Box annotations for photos
+++

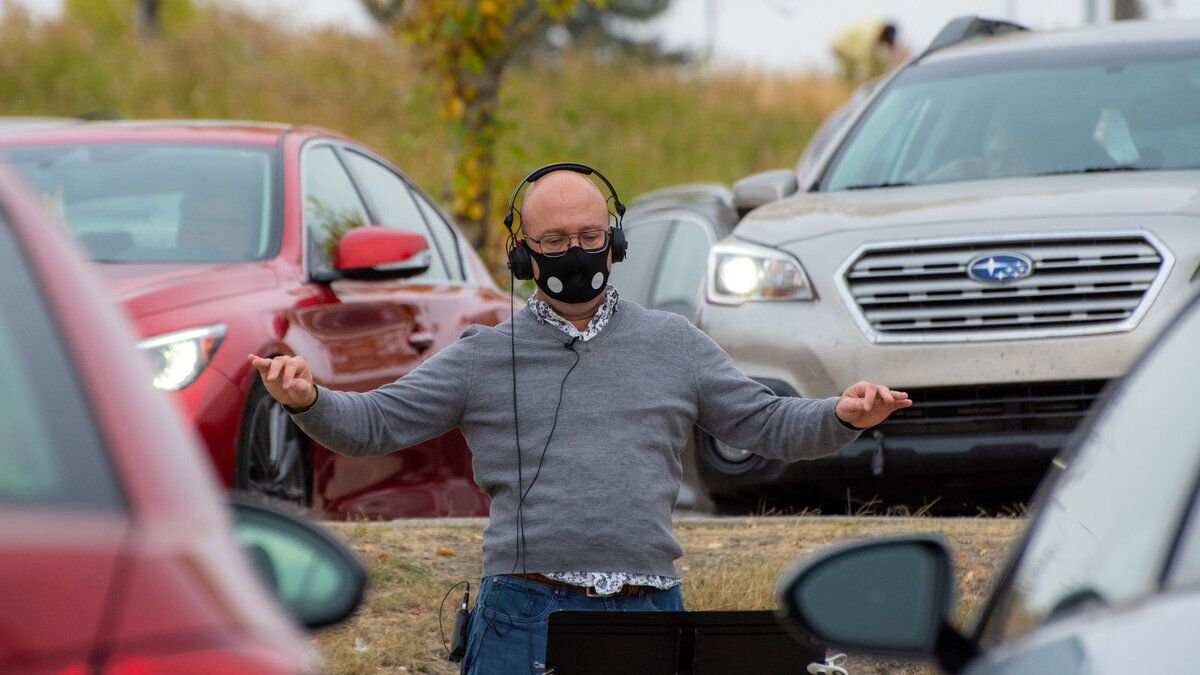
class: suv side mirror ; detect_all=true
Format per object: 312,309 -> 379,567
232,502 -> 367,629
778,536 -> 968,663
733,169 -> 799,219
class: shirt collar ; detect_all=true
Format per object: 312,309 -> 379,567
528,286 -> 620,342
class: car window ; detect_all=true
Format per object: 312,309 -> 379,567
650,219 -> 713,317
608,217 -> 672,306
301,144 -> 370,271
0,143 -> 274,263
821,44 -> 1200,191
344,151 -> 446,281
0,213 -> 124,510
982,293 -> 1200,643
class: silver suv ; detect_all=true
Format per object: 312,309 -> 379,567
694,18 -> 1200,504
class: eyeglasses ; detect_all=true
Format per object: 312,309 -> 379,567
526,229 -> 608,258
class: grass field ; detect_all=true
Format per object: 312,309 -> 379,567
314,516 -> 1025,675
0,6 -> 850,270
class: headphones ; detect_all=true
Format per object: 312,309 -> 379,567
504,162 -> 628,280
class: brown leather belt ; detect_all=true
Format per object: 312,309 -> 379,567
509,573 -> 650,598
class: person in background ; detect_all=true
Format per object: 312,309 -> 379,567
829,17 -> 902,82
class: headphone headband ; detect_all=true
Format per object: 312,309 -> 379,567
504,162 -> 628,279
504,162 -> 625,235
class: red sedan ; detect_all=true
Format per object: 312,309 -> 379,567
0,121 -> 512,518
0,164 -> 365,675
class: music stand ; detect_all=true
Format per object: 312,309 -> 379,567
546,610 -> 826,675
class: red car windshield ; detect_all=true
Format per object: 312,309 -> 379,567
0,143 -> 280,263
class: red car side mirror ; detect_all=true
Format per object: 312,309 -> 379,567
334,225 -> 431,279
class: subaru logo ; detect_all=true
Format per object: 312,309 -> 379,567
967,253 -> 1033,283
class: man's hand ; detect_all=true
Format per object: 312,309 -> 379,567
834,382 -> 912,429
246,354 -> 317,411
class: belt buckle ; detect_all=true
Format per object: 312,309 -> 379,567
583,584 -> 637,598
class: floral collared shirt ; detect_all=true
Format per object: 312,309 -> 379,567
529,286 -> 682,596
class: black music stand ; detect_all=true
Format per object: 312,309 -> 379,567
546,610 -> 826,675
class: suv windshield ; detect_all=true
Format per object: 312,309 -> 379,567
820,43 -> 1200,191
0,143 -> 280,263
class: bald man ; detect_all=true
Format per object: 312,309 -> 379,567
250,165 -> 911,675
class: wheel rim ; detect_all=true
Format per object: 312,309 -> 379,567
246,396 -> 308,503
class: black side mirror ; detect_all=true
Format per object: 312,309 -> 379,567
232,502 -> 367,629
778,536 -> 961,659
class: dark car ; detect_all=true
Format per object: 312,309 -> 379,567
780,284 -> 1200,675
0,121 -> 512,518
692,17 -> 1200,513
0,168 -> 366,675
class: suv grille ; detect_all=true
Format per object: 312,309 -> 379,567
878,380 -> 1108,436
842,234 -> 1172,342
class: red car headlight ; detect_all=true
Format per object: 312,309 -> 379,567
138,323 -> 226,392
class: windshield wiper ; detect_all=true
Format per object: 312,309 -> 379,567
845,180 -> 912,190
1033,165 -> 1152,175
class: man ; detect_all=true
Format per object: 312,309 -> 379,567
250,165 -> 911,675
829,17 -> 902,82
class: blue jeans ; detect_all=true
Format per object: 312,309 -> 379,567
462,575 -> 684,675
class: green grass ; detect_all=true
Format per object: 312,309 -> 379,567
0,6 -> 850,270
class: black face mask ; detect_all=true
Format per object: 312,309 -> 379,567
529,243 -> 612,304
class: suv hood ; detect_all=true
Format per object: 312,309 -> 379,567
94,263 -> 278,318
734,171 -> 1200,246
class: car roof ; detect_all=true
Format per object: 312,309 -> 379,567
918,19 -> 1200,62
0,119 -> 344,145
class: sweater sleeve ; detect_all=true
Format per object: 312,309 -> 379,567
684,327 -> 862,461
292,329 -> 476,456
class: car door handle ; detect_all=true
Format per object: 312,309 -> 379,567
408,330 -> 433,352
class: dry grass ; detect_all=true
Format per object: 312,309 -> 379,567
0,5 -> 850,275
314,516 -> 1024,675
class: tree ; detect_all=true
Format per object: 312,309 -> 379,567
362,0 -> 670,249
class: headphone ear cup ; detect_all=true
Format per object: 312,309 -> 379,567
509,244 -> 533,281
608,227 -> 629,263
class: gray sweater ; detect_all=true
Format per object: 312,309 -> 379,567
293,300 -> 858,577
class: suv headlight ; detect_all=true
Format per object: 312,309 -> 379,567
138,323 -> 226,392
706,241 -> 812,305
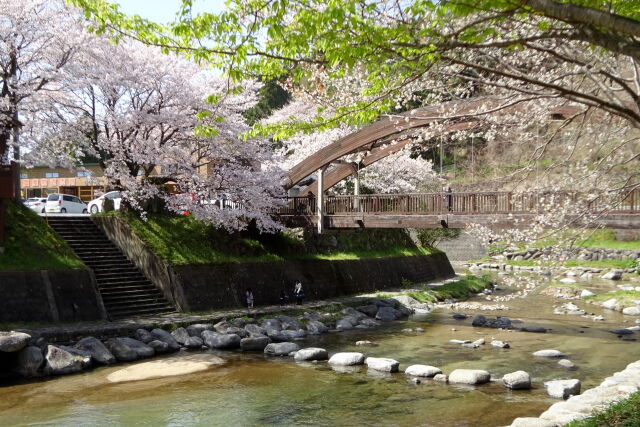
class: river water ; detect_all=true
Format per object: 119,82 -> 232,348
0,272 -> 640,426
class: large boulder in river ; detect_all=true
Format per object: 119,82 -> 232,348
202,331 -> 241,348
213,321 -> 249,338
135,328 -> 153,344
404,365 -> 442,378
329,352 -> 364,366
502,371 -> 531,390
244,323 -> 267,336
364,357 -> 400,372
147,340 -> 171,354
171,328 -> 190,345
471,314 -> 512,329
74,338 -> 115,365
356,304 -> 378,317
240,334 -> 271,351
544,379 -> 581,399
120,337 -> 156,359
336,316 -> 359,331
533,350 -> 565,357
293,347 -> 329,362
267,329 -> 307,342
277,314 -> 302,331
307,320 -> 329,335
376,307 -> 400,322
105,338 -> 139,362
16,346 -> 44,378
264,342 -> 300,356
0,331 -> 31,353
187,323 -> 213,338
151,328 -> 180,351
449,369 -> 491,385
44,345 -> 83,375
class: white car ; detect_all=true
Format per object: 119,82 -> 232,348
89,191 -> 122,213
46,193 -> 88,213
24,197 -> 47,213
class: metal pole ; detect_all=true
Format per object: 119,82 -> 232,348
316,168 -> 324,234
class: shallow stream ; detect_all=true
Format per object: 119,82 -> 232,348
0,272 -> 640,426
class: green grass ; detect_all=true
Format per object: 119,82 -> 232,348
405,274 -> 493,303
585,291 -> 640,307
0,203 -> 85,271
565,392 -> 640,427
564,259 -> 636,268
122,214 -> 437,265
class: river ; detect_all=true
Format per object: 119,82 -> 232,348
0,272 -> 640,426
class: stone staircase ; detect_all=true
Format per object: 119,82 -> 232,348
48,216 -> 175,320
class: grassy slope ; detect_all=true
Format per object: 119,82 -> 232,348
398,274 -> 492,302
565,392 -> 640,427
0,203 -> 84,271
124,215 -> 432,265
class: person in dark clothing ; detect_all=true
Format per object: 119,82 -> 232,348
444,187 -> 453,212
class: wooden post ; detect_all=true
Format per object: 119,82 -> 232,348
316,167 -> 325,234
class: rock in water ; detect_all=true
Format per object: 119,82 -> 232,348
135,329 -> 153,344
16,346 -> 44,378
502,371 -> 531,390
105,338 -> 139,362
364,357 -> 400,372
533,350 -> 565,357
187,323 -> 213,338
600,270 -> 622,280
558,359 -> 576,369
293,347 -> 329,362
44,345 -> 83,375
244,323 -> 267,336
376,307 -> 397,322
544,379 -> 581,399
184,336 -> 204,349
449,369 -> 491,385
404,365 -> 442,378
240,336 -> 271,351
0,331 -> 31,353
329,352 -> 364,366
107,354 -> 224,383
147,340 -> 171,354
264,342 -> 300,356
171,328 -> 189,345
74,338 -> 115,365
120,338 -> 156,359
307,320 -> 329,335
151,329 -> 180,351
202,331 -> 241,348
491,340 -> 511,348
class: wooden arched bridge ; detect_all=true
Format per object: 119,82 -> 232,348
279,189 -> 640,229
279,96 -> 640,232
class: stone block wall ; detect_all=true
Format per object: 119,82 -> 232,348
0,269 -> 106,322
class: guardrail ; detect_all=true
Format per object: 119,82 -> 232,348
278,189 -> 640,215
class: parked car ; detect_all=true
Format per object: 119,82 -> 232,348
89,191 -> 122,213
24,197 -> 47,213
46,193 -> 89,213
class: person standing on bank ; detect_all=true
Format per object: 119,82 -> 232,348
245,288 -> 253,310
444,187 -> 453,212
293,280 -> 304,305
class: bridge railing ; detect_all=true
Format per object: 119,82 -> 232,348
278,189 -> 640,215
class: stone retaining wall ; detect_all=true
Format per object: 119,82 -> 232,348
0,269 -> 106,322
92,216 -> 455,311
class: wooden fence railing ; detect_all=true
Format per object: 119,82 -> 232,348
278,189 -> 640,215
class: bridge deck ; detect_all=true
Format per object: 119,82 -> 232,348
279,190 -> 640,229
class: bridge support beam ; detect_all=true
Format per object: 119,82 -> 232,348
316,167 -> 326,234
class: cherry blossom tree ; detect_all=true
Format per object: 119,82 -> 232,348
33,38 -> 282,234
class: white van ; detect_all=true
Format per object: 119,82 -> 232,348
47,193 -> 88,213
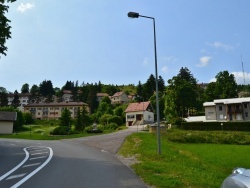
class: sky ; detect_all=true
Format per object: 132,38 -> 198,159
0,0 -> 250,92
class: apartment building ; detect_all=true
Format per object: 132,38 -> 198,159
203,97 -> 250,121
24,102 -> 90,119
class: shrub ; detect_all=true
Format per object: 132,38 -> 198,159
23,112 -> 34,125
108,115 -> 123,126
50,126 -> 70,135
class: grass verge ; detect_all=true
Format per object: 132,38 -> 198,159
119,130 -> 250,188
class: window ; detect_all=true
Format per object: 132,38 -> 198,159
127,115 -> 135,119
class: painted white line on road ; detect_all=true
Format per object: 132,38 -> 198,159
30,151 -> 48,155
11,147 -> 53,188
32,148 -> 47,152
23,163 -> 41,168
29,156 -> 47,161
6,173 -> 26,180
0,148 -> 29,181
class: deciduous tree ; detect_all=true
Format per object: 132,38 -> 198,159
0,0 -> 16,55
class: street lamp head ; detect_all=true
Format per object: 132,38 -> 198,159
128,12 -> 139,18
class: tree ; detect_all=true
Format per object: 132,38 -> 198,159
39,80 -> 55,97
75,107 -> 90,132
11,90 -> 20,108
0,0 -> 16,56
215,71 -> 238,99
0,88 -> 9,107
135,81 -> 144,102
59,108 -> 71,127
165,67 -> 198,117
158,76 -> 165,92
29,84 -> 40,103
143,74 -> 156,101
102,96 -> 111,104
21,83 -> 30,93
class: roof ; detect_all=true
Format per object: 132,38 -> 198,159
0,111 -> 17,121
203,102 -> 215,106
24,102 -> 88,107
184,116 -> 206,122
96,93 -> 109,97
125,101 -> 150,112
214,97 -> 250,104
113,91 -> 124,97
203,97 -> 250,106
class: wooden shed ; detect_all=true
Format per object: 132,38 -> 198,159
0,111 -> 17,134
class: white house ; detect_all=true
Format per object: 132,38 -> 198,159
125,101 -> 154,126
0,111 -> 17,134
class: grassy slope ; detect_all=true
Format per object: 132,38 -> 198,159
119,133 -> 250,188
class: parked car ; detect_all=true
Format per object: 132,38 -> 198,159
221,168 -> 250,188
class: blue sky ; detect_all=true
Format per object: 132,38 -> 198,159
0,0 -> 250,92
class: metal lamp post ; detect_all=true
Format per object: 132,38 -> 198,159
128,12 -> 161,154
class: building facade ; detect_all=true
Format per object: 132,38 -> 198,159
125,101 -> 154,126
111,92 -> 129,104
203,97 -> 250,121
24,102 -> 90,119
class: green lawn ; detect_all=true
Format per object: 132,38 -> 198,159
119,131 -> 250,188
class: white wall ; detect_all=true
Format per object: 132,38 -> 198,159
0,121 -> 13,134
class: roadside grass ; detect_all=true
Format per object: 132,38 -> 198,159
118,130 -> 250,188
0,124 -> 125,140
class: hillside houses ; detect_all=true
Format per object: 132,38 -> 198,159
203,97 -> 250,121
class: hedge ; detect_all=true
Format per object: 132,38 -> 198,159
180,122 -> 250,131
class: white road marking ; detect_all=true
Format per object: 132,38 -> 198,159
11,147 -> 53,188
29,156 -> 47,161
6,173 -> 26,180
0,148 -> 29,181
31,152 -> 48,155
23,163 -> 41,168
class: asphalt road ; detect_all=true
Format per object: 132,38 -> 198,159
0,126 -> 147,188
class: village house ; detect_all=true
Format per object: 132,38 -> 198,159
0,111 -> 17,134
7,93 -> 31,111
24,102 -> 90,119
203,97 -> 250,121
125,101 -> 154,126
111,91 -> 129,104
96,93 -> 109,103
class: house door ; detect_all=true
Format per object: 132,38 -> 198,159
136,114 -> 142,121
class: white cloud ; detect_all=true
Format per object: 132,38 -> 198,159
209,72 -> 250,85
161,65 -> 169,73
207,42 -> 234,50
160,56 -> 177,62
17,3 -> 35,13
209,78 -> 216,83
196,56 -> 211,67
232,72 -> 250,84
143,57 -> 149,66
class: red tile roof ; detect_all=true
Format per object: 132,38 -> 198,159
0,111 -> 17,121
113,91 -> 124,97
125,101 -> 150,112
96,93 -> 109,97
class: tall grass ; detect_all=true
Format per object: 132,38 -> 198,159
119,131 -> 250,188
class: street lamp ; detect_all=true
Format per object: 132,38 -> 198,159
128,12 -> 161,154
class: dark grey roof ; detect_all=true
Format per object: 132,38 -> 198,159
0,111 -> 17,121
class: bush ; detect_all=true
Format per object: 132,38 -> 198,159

+++

[PROBLEM DETAILS]
Could you format the part of the entries that opens with the line containing "class: guardrail ; detect_all=true" and closes with the line containing "46,193 -> 89,213", both lines included, as a two-column CSV with the columns entry_text and answer, one row per entry, each value in a single quoted field and line breaks turned into spaces?

[RESULT OF THE TASK]
entry_text,answer
"class: guardrail ; detect_all=true Format per object: 119,82 -> 232,348","278,189 -> 640,215"
"class: parked car ; detect_all=true Format per object: 119,82 -> 232,348","89,191 -> 122,213 24,197 -> 47,213 46,193 -> 89,213"